Which lines in the saved entries contain the word "rough"? List each such line in full, treating uppercase and lowercase as different.

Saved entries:
******************************
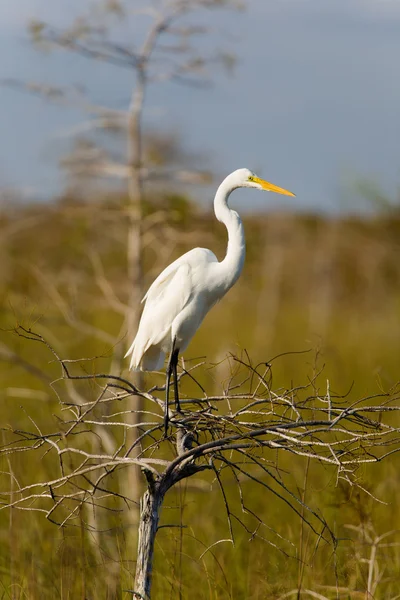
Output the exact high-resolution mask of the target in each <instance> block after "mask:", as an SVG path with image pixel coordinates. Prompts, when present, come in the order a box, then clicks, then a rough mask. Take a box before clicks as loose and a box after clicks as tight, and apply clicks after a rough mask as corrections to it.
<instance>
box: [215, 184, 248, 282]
mask: <svg viewBox="0 0 400 600" xmlns="http://www.w3.org/2000/svg"><path fill="white" fill-rule="evenodd" d="M234 189H236V186H234V187H233V186H232V184H231V183H230V182H229V177H227V178H226V179H225V180H224V181H223V182H222V183H221V185H220V186H219V188H218V190H217V193H216V194H215V199H214V212H215V216H216V217H217V219H218V221H220V222H221V223H223V224H224V225H225V227H226V229H227V231H228V248H227V251H226V256H225V258H224V260H223V261H222V262H221V263H220V268H221V270H222V273H223V276H224V287H225V288H226V291H228V289H229V288H230V287H232V286H233V284H234V283H236V281H237V279H238V278H239V276H240V273H241V272H242V269H243V264H244V259H245V256H246V240H245V237H244V227H243V223H242V221H241V219H240V217H239V215H238V214H237V212H236V211H234V210H231V209H230V208H229V206H228V204H227V202H228V198H229V195H230V193H231V192H232V191H233V190H234Z"/></svg>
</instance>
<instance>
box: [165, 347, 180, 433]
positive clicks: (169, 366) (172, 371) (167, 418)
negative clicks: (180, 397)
mask: <svg viewBox="0 0 400 600" xmlns="http://www.w3.org/2000/svg"><path fill="white" fill-rule="evenodd" d="M178 352H179V350H178ZM175 353H176V350H175V338H174V340H173V342H172V348H171V354H170V356H169V360H168V365H167V382H166V385H165V413H164V435H165V437H167V435H168V421H169V417H168V402H169V386H170V383H171V375H172V372H173V368H174V367H173V361H174V359H175ZM175 401H176V398H175Z"/></svg>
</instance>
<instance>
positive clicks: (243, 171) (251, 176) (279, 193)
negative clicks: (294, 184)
mask: <svg viewBox="0 0 400 600" xmlns="http://www.w3.org/2000/svg"><path fill="white" fill-rule="evenodd" d="M232 176H233V177H234V179H235V183H236V187H254V188H257V189H258V190H265V191H267V192H275V193H276V194H284V195H285V196H294V194H293V193H292V192H289V191H288V190H285V189H284V188H280V187H278V186H277V185H274V184H273V183H269V182H268V181H265V180H264V179H261V177H258V176H257V175H256V174H255V173H253V172H252V171H250V170H249V169H238V170H237V171H234V173H232Z"/></svg>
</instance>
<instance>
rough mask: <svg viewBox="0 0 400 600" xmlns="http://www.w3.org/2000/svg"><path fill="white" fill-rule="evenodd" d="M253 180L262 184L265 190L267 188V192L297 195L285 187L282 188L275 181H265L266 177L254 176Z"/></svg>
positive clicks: (278, 193) (287, 194) (262, 186)
mask: <svg viewBox="0 0 400 600" xmlns="http://www.w3.org/2000/svg"><path fill="white" fill-rule="evenodd" d="M253 181H255V183H258V184H260V185H261V187H262V188H263V190H267V192H275V193H276V194H284V195H285V196H295V194H293V193H292V192H289V191H288V190H285V189H284V188H280V187H278V186H277V185H274V184H273V183H269V182H268V181H264V179H260V177H254V178H253Z"/></svg>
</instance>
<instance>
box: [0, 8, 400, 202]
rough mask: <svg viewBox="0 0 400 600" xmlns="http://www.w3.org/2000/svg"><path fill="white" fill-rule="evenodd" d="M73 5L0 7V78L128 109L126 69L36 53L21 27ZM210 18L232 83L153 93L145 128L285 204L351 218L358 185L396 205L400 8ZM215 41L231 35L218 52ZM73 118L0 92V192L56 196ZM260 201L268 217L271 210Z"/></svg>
******************************
Finished task:
Output the exact high-resolution mask of the target in each <instance> block after "mask:", as an SVG path with image pixel coordinates. Prompts, when present, come in the order a box, then clicks, then a rough mask. Take a box before clicks as loose and a box after clicks as tight, and apply clicks after a rough mask as corrections to it.
rough mask: <svg viewBox="0 0 400 600" xmlns="http://www.w3.org/2000/svg"><path fill="white" fill-rule="evenodd" d="M253 180L262 184L265 190L267 188V192L297 195L285 187L282 188L275 181H265L266 177L254 176Z"/></svg>
rough mask: <svg viewBox="0 0 400 600" xmlns="http://www.w3.org/2000/svg"><path fill="white" fill-rule="evenodd" d="M73 5L0 7V78L128 109L126 69L36 53L21 27ZM210 18L232 83L153 93L145 128L285 204L351 218L358 185L396 205L400 8ZM215 41L231 35L218 52ZM73 118L0 92V192L56 196ZM260 201L268 217L271 210Z"/></svg>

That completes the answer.